▶ _Problem requirements_:
Gather every line from the items below that contains the word "landing".

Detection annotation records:
----
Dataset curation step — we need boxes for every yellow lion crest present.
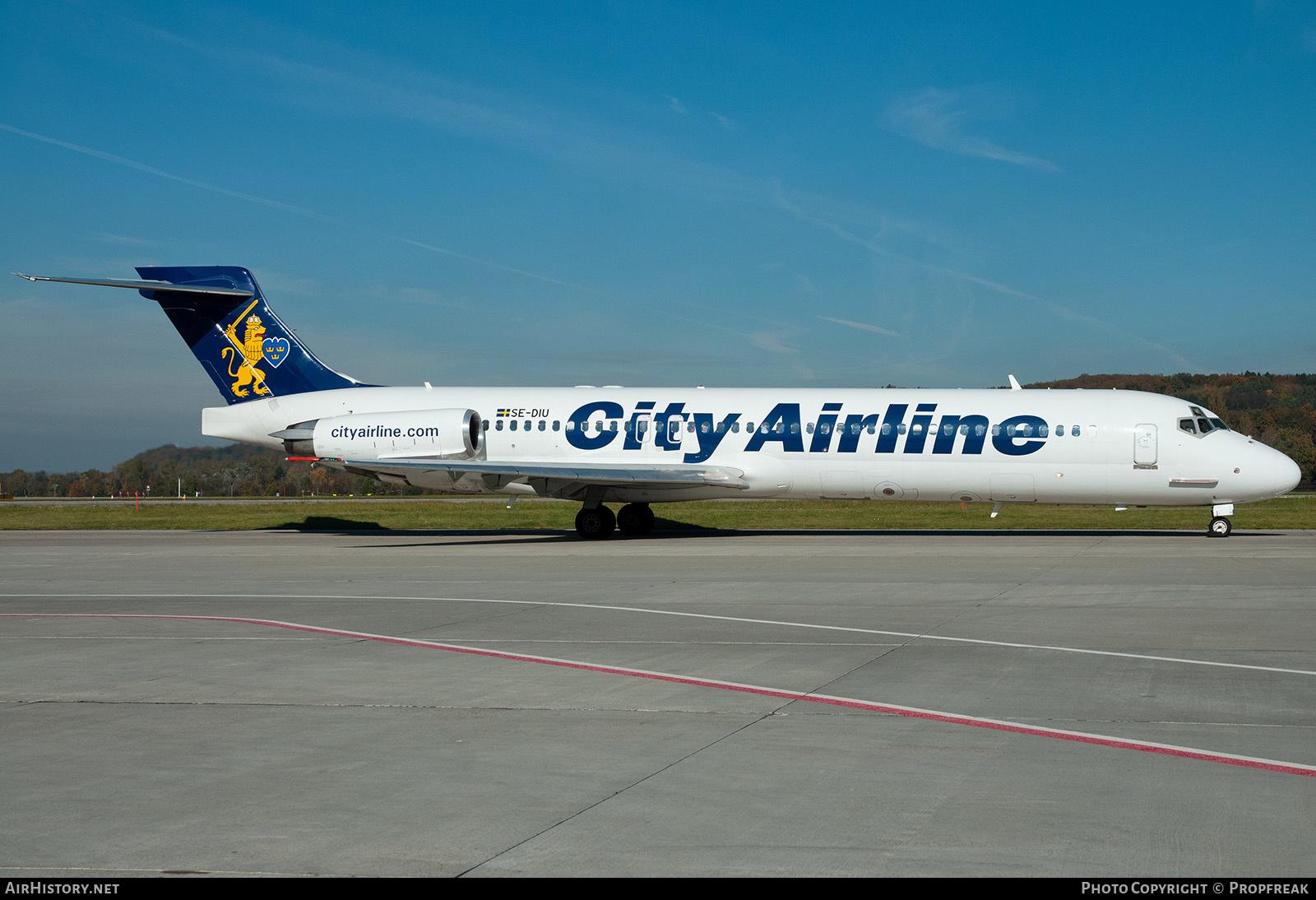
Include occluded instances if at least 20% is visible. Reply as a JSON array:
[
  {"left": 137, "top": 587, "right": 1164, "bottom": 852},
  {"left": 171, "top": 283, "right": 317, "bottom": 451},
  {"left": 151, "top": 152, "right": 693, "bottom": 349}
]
[{"left": 220, "top": 307, "right": 270, "bottom": 397}]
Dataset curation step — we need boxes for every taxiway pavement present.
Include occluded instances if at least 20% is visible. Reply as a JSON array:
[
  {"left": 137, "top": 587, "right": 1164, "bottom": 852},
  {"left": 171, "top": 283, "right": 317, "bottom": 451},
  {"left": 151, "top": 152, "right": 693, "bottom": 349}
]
[{"left": 0, "top": 531, "right": 1316, "bottom": 878}]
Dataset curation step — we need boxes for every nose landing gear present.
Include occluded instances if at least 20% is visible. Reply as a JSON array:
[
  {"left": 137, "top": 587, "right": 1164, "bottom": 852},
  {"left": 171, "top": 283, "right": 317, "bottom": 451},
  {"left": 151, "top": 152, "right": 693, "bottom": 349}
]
[{"left": 1207, "top": 503, "right": 1233, "bottom": 537}]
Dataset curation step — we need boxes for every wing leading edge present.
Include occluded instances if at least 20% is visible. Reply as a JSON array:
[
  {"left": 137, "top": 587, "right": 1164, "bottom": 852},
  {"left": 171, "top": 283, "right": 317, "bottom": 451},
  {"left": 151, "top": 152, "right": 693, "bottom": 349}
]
[{"left": 303, "top": 457, "right": 750, "bottom": 498}]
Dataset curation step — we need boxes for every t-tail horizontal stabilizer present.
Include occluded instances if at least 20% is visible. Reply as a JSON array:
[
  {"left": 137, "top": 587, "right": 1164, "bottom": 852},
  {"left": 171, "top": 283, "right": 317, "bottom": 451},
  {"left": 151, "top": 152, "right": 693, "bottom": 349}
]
[{"left": 15, "top": 266, "right": 370, "bottom": 402}]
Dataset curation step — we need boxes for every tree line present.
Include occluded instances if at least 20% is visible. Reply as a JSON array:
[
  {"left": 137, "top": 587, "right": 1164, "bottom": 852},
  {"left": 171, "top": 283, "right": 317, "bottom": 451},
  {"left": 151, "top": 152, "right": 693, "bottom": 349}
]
[
  {"left": 0, "top": 373, "right": 1316, "bottom": 498},
  {"left": 0, "top": 443, "right": 400, "bottom": 498}
]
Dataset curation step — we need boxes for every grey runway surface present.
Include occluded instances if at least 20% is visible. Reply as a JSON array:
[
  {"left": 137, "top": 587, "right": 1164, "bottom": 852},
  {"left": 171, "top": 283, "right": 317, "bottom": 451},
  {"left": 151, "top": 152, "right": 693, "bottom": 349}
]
[{"left": 0, "top": 531, "right": 1316, "bottom": 878}]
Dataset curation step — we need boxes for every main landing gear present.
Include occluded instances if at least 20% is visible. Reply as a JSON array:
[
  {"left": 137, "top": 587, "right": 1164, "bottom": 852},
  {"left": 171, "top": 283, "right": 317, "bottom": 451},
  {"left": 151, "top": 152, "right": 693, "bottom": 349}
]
[{"left": 577, "top": 503, "right": 654, "bottom": 540}]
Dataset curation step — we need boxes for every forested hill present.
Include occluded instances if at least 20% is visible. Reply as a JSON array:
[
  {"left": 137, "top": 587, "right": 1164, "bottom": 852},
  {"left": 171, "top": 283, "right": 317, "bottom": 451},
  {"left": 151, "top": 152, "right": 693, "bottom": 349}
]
[{"left": 1024, "top": 373, "right": 1316, "bottom": 481}]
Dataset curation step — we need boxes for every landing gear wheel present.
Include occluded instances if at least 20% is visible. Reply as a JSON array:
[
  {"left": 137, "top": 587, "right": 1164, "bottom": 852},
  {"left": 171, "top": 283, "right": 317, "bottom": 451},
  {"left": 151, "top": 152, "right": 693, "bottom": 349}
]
[
  {"left": 617, "top": 503, "right": 654, "bottom": 537},
  {"left": 577, "top": 507, "right": 617, "bottom": 540}
]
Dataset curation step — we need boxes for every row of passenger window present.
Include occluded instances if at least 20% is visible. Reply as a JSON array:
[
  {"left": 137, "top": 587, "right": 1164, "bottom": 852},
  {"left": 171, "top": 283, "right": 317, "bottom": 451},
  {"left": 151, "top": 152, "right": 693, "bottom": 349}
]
[{"left": 484, "top": 419, "right": 1096, "bottom": 437}]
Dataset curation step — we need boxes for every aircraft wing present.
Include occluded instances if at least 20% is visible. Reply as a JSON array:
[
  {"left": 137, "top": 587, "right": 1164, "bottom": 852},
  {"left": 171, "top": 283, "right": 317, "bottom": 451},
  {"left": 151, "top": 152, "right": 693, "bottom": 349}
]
[{"left": 303, "top": 457, "right": 748, "bottom": 496}]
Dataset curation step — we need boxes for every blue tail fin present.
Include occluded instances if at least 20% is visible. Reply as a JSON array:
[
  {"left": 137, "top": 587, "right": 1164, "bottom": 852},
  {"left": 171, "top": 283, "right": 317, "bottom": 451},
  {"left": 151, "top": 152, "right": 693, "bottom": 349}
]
[{"left": 137, "top": 266, "right": 366, "bottom": 402}]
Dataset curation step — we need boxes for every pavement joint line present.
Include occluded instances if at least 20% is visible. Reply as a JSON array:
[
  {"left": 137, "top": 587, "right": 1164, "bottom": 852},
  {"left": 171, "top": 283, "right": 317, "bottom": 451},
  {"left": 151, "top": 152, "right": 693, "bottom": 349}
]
[
  {"left": 0, "top": 586, "right": 1316, "bottom": 676},
  {"left": 0, "top": 613, "right": 1316, "bottom": 777}
]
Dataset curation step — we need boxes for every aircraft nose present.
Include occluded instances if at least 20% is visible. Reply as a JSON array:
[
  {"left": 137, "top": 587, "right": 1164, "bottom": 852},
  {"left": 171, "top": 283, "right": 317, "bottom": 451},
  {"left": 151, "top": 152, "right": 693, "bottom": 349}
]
[{"left": 1275, "top": 450, "right": 1303, "bottom": 496}]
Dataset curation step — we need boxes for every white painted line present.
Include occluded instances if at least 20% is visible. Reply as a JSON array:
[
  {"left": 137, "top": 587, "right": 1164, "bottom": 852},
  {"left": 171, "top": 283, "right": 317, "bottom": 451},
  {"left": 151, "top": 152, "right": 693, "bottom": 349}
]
[{"left": 0, "top": 613, "right": 1316, "bottom": 777}]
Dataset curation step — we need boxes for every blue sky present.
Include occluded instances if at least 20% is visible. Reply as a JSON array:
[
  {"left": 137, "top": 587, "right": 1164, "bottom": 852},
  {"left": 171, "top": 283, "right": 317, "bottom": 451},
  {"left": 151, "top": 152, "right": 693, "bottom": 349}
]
[{"left": 0, "top": 0, "right": 1316, "bottom": 462}]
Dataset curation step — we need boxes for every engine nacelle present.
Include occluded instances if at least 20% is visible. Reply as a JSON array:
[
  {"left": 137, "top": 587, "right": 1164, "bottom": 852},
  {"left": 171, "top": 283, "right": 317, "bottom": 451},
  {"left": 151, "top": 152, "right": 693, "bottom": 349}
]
[{"left": 274, "top": 409, "right": 484, "bottom": 459}]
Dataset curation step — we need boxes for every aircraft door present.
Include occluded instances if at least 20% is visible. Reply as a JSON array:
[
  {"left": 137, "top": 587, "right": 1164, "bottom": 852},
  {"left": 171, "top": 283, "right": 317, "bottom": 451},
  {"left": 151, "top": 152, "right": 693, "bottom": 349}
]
[{"left": 1133, "top": 424, "right": 1156, "bottom": 468}]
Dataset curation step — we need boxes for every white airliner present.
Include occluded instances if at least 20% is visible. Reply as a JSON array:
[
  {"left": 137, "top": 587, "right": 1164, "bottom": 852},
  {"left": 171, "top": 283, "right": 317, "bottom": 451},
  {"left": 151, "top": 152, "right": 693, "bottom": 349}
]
[{"left": 16, "top": 266, "right": 1300, "bottom": 538}]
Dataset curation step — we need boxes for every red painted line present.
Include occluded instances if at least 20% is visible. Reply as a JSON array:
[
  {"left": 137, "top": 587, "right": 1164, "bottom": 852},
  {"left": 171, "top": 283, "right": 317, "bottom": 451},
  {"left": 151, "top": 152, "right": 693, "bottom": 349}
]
[{"left": 10, "top": 613, "right": 1316, "bottom": 777}]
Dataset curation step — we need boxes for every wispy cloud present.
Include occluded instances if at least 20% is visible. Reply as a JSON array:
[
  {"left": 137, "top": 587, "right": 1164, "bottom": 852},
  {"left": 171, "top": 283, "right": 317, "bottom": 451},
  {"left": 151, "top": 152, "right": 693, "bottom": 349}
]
[
  {"left": 663, "top": 94, "right": 687, "bottom": 116},
  {"left": 88, "top": 231, "right": 160, "bottom": 248},
  {"left": 748, "top": 332, "right": 799, "bottom": 353},
  {"left": 883, "top": 87, "right": 1061, "bottom": 173},
  {"left": 818, "top": 316, "right": 900, "bottom": 336},
  {"left": 774, "top": 183, "right": 1199, "bottom": 371},
  {"left": 0, "top": 123, "right": 599, "bottom": 294}
]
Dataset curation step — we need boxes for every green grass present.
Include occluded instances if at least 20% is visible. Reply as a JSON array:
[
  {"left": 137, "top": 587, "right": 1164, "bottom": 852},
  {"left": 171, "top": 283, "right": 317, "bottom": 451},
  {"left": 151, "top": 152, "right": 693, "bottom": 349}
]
[{"left": 0, "top": 494, "right": 1316, "bottom": 531}]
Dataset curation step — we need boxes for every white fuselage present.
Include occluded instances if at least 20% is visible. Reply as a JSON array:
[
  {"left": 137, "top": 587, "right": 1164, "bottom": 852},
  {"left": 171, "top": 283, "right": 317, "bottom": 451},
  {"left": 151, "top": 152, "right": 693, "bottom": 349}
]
[{"left": 202, "top": 387, "right": 1299, "bottom": 505}]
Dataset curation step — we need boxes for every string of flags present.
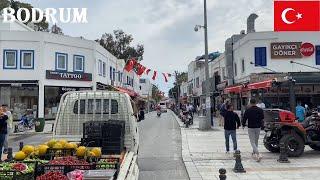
----
▶ _Final result_:
Dataset curation step — we need boxes for every nose landing gear present.
Dataset curation step — we need boxes for every main landing gear present.
Dataset curation step — we need boxes for every landing gear wheel present.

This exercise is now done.